=== STATED PROBLEM ===
Copy the stretch of the rows from the line containing "Query: man's nose" through the end of the rows, keeping every line and shifting each coordinate in the answers up by 69. Leave out the pictures.

— begin RECORDS PROVIDED —

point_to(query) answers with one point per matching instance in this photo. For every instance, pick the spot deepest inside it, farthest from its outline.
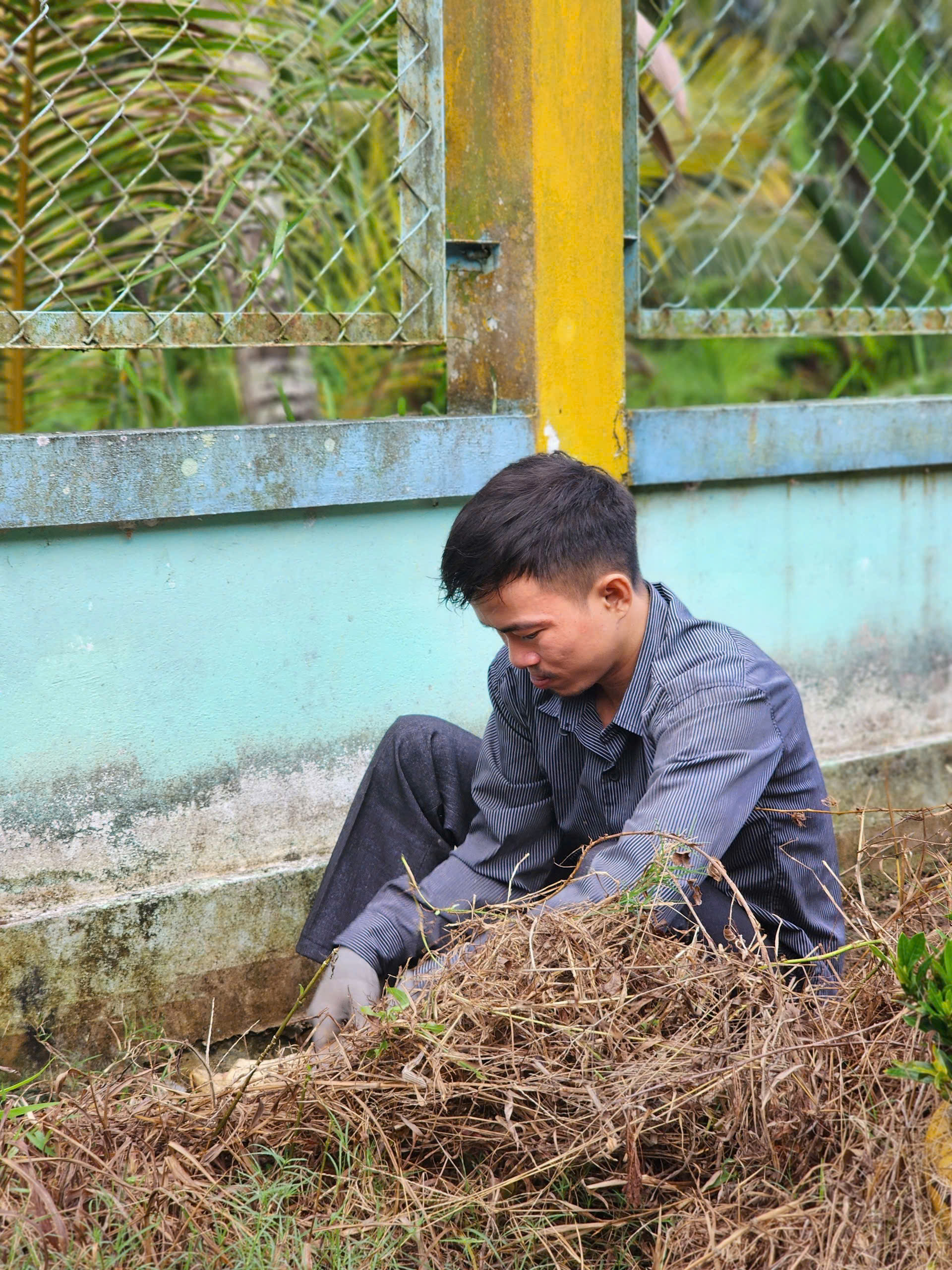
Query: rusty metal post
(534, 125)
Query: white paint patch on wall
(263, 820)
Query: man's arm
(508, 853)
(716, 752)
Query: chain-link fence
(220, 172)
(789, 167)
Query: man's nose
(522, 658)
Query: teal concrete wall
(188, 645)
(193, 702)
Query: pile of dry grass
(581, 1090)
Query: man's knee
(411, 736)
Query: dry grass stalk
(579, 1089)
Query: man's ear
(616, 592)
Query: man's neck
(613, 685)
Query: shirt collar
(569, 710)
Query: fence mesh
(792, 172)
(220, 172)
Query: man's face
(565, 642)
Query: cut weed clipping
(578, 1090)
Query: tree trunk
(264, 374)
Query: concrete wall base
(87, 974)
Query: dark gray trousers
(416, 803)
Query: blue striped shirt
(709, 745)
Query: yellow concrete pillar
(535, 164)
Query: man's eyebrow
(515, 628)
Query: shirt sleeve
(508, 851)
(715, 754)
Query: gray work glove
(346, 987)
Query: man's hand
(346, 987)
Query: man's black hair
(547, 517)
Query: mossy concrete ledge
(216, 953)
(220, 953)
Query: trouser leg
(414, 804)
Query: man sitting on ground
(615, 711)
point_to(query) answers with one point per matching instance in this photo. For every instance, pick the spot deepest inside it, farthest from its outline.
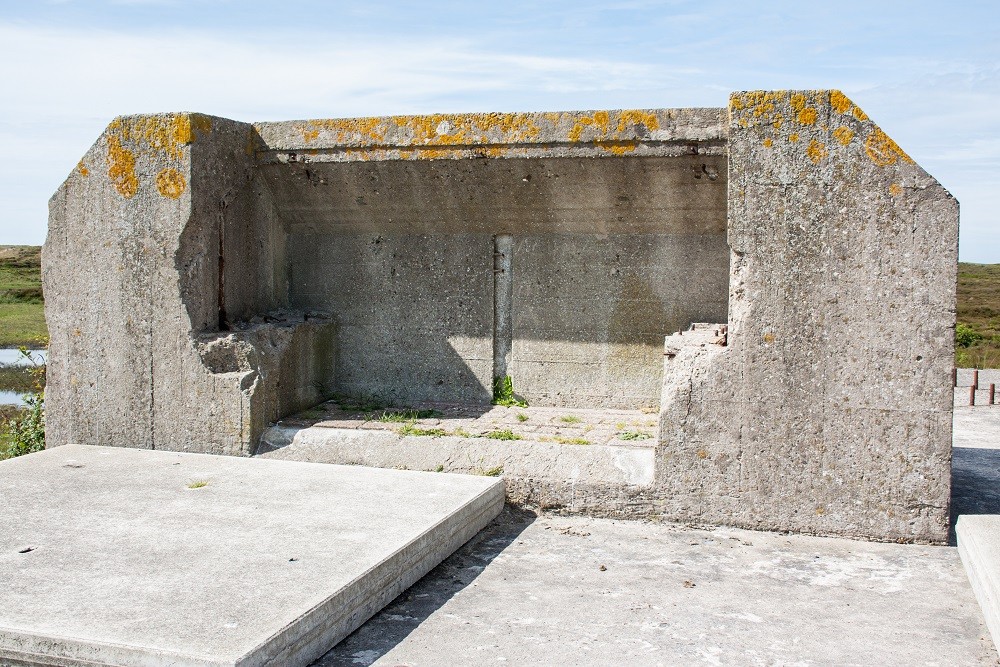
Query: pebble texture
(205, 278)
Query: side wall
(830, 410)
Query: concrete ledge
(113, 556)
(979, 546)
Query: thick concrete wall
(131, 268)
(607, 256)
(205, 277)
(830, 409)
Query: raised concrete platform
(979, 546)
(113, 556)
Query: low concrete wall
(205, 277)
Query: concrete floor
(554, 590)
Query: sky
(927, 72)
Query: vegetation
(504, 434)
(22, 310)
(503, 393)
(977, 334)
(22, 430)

— end RECORDS PROVIDED —

=== FINAL ANSWER ===
Query: man's nose
(591, 727)
Query: teal concrete wall
(257, 714)
(262, 771)
Query: pile of dry grass
(650, 1159)
Query: man's knee
(480, 805)
Query: dry grass stalk
(648, 1158)
Query: man's ear
(685, 661)
Query: man's neck
(682, 754)
Query: shirt collar
(638, 779)
Query: fence mesh
(861, 241)
(289, 241)
Query: man's face
(634, 711)
Query: cut weed clipping
(647, 1159)
Query: tree trunk
(333, 443)
Query: concrete wall base
(156, 1043)
Query: dark gray trousers
(485, 872)
Query: blue striped shirt
(778, 814)
Query: yellow concrete pillar
(604, 233)
Query: man's eyebrow
(584, 697)
Query: shirt sleeve
(577, 920)
(784, 823)
Query: gray work glove
(415, 1056)
Query: man's hand
(415, 1056)
Query: man's black hair
(616, 586)
Query: mossy concrete ledge
(285, 1022)
(289, 1022)
Query: trouser leg
(483, 873)
Query: man sitting on ground
(684, 780)
point_to(query) answers with one point per matching instance in this photo. For every instance, pick the spot deepest inside it, farthest from its outline.
Query: pebble texture
(274, 347)
Query: side wall
(899, 479)
Query: concrete ledge
(182, 625)
(1048, 615)
Query: thick concrete wall
(200, 337)
(676, 325)
(274, 346)
(899, 478)
Query: raised concrete platform
(1048, 615)
(182, 625)
Query: low concrete wall
(274, 346)
Query: concrete floor
(623, 659)
Query: sky
(996, 141)
Query: vegetation
(573, 503)
(91, 379)
(572, 462)
(1046, 403)
(91, 499)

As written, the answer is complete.